Le dynamisme du secteur est enfin porté par un élan des éditeurs vers le dialogue interreligieux et par des efforts importants pour mieux expliquer l’islam. Bayard continue sa politique éditoriale en la matière et publie Judaïsme, christianisme, islam, c’est quoi ? Les grandes religions expliquées aux enfants ou des témoignages comme Le baiser du ramadan : le jour où je me suis mariée avec un chrétien (Myriam Blam). De son côté, le Cerf a proposé l’an passé 9 titres consacrés à l’islam. "Le Cerf est la maison du patrimoine chrétien, mais aussi juif, et dispose de fonds d’ores et déjà significatifs relativement aux domaines de l’islam et des sagesses asiatiques", rappelle Jean-François Colosimo. Au département religion et spiritualité du Seuil, les meilleures ventes se sont réparties entre La Bible expliquée aux jeunes (Jean-Louis Schlegel) et Des mille et une façons d’être juif ou musulman (Rachid Benzine et Delphine Horvilleur). Pour sa directrice éditoriale, Elsa Rosenberger, "le succès de ces titres tient à un besoin de comprendre, de savoir, assez partagé, sans doute encore accentué autour de la question de l’islam". Des besoins auxquels les professionnels du livre peuvent répondre.
La religion en chiffres
Jean-Baptiste Passé, "La spécialisation est la valeur très ajoutée de nos libraires"
Plus d’un an après son arrivée à la direction générale du réseau de librairies religieuses La Procure, Jean-Baptiste Passé détaille les chantiers mis en place pour redresser son activité.
Jean-Baptiste Passé - Lorsque j’ai pris mes fonctions fin 2016, le contexte était tendu d’un point de vue économique, commercial et social, notamment après la fermeture du site logistique de Chantilly. J’ai donc décidé, en concertation avec l’équipe, de mettre en place un vaste programme de réformes multidimensionnelles dont nous avons lancé les chantiers début 2017. Même si nous avançons dans le bon sens, comme en témoignent les deux librairies à Lille, et bientôt à Bordeaux qui rejoignent notre réseau de 26 enseignes indépendantes, les comptes sont toujours dans le négatif puisque 2017 a été marqué par le contexte électoral. Mais il n’y a pas de fatalité! Nous avons réalisé 13,8 millions de chiffre d’affaires et identifions des leviers pour revenir à l’équilibre.

> _À faire_:
**a.** Recopiez le passage de l'extrait sur l'édition religieuse, depuis « La religion en » jusqu'à « redresser son activité. » inclus.
**b.** D'après l'extrait sur l'édition religieuse, combien de titres consacrés à l'islam le Cerf a-t-il proposés l'an passé ?
Les items proviennent d'une autre source.

> _Matériel fourni_:
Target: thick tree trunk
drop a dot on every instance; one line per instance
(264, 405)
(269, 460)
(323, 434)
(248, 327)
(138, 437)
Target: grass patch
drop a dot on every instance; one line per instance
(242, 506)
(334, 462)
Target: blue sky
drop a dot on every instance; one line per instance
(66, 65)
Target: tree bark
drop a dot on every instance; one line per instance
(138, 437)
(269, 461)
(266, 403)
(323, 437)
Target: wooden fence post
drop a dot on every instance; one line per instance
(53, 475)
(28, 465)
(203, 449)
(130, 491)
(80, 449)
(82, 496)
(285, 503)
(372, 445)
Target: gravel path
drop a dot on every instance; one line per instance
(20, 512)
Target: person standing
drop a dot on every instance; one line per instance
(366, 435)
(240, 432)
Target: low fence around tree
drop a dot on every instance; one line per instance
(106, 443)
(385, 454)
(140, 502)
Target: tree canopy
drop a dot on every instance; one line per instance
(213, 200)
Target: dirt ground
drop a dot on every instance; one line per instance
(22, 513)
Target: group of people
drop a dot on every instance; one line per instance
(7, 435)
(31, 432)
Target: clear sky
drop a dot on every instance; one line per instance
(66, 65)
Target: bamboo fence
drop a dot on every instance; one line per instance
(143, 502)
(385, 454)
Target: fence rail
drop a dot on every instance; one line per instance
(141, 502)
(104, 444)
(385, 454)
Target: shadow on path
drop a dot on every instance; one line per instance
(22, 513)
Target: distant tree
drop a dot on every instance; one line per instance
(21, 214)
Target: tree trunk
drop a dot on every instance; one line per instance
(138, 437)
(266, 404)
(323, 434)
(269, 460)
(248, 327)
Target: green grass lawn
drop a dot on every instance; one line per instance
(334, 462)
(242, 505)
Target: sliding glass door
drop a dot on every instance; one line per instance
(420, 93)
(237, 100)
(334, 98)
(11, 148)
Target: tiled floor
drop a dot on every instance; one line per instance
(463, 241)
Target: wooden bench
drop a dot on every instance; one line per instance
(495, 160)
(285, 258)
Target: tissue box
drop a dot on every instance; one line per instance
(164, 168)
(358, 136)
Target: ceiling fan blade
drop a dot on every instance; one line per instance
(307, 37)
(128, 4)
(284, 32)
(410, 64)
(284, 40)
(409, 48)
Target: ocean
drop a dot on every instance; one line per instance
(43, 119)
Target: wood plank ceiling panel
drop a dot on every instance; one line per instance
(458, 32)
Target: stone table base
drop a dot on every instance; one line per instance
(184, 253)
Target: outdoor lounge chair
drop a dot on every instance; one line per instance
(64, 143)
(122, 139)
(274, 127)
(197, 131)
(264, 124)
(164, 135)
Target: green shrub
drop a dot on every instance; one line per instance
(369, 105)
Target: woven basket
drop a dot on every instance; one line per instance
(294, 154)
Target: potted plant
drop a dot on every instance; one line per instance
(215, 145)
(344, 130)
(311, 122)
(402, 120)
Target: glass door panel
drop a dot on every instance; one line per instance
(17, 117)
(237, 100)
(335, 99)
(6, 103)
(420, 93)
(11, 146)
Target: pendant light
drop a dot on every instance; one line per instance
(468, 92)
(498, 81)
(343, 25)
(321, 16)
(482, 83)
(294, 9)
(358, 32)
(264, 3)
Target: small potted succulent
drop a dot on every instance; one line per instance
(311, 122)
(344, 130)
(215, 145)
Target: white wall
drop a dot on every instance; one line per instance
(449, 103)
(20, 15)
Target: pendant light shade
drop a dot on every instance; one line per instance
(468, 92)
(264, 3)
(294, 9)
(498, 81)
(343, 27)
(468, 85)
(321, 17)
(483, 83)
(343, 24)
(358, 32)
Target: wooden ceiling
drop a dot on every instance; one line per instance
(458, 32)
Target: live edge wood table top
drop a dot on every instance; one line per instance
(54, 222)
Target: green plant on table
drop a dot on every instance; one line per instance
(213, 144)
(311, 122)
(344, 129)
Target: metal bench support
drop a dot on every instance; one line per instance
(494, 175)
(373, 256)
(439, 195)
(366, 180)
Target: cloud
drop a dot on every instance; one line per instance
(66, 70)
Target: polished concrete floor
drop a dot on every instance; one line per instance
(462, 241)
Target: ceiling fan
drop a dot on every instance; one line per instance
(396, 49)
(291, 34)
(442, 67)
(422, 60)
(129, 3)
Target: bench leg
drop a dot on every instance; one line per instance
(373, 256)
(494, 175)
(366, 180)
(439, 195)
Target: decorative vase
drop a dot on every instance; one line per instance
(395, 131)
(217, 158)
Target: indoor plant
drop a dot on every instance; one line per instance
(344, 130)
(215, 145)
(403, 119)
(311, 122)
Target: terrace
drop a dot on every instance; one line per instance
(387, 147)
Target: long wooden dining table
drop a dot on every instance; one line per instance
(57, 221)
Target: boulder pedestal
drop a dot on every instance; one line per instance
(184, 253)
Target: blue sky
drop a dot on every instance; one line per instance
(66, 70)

> _Réponses_:
**a.**
La religion en chiffres
Jean-Baptiste Passé, "La spécialisation est la valeur très ajoutée de nos libraires"
Plus d’un an après son arrivée à la direction générale du réseau de librairies religieuses La Procure, Jean-Baptiste Passé détaille les chantiers mis en place pour redresser son activité.

**b.** 9 titres.